* Task requirements:
Write out, word for word, only the data from its first line to the line containing "positive clicks: (135, 483) (134, 482)".
==== Input ====
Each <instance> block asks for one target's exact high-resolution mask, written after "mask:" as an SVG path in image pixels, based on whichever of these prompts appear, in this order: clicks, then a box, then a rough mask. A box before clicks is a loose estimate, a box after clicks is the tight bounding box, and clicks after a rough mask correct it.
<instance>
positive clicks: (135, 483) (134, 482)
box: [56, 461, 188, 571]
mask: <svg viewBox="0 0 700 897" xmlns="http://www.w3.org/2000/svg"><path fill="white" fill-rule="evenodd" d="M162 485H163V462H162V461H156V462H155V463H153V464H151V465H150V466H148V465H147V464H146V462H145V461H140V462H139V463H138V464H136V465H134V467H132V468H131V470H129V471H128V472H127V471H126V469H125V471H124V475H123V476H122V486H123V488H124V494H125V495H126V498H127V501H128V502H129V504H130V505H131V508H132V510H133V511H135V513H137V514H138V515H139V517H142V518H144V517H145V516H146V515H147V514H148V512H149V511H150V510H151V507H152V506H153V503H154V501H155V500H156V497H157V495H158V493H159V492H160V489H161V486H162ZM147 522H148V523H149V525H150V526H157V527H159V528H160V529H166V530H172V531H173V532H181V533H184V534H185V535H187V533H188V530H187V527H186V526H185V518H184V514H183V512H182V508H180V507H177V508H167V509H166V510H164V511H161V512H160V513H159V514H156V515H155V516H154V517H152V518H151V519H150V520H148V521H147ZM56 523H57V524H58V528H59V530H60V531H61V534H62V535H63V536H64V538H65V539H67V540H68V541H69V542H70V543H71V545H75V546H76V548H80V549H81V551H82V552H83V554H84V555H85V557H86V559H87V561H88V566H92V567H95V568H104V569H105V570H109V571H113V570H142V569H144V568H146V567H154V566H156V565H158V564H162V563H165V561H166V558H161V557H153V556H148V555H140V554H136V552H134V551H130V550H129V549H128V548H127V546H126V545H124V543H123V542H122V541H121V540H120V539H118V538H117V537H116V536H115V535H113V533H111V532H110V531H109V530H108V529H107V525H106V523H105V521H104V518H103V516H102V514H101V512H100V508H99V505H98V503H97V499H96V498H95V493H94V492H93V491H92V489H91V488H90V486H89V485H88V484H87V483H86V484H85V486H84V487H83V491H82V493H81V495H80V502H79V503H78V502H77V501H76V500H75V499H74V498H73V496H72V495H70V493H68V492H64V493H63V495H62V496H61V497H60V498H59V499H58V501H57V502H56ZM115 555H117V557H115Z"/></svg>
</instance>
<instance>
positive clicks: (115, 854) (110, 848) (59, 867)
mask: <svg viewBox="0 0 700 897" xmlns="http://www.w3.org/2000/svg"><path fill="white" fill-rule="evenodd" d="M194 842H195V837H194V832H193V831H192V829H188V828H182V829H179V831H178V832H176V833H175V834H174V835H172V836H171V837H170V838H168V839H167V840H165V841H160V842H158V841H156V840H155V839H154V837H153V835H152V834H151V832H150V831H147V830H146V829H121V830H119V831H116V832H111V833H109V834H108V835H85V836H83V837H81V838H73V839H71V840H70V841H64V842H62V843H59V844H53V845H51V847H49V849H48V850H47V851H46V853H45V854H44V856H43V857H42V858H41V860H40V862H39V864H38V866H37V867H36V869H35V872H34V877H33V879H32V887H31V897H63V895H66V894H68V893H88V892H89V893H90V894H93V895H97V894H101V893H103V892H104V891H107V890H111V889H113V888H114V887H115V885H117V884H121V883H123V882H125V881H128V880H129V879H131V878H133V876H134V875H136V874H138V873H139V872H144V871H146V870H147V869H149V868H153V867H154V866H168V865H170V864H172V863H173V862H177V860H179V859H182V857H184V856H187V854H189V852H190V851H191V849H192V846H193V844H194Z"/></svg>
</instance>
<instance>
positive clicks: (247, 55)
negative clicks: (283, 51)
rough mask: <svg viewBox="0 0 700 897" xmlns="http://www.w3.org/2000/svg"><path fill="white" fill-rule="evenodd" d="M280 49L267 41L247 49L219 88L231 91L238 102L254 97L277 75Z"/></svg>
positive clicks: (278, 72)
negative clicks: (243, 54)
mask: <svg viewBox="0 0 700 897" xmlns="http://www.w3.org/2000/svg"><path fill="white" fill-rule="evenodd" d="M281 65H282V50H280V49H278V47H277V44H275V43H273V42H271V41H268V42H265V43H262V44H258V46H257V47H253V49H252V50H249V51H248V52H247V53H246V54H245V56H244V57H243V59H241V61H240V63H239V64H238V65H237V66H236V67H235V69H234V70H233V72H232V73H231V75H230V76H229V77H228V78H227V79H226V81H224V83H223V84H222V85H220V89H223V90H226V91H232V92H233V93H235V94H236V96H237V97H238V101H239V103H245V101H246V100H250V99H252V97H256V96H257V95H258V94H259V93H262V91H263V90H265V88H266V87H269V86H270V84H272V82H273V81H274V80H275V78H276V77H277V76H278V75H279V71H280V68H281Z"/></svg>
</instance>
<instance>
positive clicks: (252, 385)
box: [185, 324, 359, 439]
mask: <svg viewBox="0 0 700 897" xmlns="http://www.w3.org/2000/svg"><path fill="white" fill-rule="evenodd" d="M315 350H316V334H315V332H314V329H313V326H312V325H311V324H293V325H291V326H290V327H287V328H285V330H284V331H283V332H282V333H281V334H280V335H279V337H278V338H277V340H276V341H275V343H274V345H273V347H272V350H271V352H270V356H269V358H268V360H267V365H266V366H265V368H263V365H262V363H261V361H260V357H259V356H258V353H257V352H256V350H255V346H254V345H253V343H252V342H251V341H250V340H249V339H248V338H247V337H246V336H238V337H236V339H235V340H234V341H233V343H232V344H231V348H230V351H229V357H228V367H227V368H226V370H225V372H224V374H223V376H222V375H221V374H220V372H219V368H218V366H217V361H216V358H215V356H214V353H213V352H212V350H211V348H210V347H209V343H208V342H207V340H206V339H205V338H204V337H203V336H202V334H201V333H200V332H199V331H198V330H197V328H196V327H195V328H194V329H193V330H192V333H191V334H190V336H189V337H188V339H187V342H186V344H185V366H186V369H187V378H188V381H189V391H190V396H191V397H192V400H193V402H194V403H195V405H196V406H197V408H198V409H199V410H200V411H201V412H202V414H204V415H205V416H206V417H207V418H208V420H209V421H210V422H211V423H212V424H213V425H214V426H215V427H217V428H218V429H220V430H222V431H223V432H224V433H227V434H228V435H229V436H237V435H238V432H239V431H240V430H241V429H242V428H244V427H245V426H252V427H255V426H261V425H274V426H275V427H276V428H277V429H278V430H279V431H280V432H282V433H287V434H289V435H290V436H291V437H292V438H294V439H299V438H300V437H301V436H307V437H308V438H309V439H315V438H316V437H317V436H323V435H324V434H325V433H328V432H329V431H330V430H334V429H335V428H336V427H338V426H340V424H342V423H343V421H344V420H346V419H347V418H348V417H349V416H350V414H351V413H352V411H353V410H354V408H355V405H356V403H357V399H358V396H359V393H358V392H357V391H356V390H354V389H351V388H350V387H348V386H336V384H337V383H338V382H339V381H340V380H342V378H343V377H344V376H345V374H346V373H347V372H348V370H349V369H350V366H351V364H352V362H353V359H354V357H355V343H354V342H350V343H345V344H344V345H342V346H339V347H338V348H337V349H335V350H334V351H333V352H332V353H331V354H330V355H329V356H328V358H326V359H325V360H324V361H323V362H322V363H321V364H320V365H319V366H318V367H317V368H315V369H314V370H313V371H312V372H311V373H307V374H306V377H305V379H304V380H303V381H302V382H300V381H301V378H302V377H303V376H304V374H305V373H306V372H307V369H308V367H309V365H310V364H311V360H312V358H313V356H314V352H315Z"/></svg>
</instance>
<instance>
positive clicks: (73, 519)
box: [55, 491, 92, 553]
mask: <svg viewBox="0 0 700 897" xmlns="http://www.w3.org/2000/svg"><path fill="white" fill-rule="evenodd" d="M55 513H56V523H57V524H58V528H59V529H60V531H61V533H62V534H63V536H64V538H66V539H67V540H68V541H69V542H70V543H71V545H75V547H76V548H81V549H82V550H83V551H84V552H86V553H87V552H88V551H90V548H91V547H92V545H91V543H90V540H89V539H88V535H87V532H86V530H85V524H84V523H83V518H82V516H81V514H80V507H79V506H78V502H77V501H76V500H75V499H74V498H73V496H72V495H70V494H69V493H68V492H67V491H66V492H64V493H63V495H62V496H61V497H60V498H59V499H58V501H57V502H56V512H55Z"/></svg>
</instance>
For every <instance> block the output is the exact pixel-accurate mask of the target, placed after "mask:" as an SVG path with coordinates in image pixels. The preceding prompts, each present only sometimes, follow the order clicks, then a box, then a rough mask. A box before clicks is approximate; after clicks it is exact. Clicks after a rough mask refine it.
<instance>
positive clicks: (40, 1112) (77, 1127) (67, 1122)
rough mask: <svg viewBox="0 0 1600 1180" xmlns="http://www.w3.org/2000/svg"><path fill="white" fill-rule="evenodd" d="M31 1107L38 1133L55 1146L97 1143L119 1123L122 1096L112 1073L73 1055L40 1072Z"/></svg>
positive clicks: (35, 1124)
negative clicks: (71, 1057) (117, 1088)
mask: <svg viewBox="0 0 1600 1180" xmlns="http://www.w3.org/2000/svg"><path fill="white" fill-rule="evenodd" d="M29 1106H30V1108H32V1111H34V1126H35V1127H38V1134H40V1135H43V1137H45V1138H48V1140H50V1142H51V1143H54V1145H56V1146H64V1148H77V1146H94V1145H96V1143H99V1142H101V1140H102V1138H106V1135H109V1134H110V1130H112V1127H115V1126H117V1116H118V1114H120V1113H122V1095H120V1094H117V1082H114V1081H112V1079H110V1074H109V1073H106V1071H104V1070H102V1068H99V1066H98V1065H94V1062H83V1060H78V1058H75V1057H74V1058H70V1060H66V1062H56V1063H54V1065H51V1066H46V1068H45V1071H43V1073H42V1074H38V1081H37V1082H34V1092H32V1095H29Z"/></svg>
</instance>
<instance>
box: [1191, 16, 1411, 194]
====
* Your response:
Each <instance> block asks for one target's exact high-resolution mask, written after "mask:" as an SVG path in image pixels, based on whichever of these prompts appear, in this order: clicks, then a box, then a rough mask. A box before clicks is a loose estimate, a box after clicks is the tight bounding box, and clicks after a rough mask correct it.
<instance>
positive clicks: (135, 483) (134, 482)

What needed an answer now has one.